- TEXT BLOCK
□ □ □
I can’t imagine that this article will make a lot of people happy because talking about law enforcement isn’t a great way to raise one’s popularity. The “thin blue line” is a term that typically refers to the concept of the police as the line which keeps society from descending into violent chaos and it also honors fallen cops. Lately that flag or symbol has taken a lot of heat. Detractors insist the symbol makes people of color feel unsafe and some communities have banned it. As if that’s the issue on crime?

What’s astonishing to me are the number of young kids being killed in shootings. Check out the statistics in Chicago, Minneapolis, Detroit, Flint, and I could go on and on and none of them killed by cops. They were killed by criminals. Sadly, many of those criminals are Black. Police officers aren’t making minority neighborhoods unsafe; criminals are. That’s not to say we don’t have opportunities to improve relations between our inner cities and law enforcement because we do.

Last year police officers nationally killed 18 “unarmed” blacks, according to the Washington Post, a category that includes suspects grabbing an officer’s gun or fleeing in a stolen car with a loaded pistol on the car seat. Assuming, as a highly conservative estimate, 8,300 black homicide victims in 2020 (the toll will likely be over 10,000), those 18 unarmed blacks would make up 0.2% of all black homicide victims. The vast majority of the rest will have been killed by black criminals.

What frightens me more is that the City of Saginaw and cities like it with rising crime rates will never reach its full vibrancy and increase its tax base by being an unsafe city. I definitely understand the sensitivities surrounding our elected officials and the great divide between the community and the police force but if not them then who? It is imperative that our city leaders foster a better relationship between its citizens and the police force in order to truly drive our inner cities to greater heights.

So whether you support the police and the thin-blue-line icon or not, the idea that they are the only thing standing between order and chaos is borne out daily.
□ □ □
- Records from a dataset
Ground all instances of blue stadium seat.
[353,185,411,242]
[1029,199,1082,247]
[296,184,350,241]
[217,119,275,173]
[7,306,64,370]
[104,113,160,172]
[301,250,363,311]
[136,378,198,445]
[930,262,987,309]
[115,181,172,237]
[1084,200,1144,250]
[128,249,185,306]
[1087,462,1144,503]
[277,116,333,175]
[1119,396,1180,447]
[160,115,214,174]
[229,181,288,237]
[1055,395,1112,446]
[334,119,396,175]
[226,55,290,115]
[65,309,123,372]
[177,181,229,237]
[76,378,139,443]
□ □ □
- GIVEN INSTRUCTION 1
Please list every city named in the article on the thin blue line.
- GIVEN INSTRUCTION 2
In the article on the thin blue line, how many unarmed Black people did police officers nationally kill last year, according to the Washington Post?

- FINAL RESULT 1
Chicago, Minneapolis, Detroit, Flint, Saginaw

- FINAL RESULT 2
18